-- BEGIN --
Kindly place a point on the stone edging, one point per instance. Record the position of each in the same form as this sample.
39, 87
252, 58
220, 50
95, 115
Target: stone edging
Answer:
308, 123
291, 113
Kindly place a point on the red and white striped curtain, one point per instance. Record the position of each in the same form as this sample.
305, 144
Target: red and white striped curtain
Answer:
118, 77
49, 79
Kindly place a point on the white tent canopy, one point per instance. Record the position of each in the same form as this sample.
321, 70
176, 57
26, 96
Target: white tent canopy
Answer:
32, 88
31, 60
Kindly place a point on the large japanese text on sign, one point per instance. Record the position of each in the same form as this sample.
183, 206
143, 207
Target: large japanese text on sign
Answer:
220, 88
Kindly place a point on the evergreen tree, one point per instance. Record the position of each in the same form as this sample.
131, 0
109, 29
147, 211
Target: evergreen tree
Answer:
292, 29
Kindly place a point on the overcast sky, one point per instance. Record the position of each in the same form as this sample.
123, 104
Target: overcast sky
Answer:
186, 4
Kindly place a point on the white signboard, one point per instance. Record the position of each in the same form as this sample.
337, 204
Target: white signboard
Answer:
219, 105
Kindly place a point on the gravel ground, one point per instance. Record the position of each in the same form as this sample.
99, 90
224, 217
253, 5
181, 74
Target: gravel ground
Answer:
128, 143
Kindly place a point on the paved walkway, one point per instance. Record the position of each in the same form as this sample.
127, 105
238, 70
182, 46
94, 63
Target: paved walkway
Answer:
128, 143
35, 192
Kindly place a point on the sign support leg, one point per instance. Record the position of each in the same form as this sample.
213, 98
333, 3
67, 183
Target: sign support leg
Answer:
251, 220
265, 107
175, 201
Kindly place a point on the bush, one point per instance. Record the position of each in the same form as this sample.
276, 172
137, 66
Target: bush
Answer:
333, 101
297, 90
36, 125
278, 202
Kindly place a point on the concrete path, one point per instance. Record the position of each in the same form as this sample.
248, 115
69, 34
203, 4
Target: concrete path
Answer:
-- END --
What is asked: Starting at the line that contains "Kindly place a point on the concrete" and continuing through the last line above, write those lines out again with "concrete path" changed to "cement walkway" and everything else kept the same.

Solution to the exercise:
Kindly place a point on the cement walkway, one point per instance. Record the position of each in the same form as this sample.
248, 115
69, 34
203, 4
Target: cement walkway
Answer:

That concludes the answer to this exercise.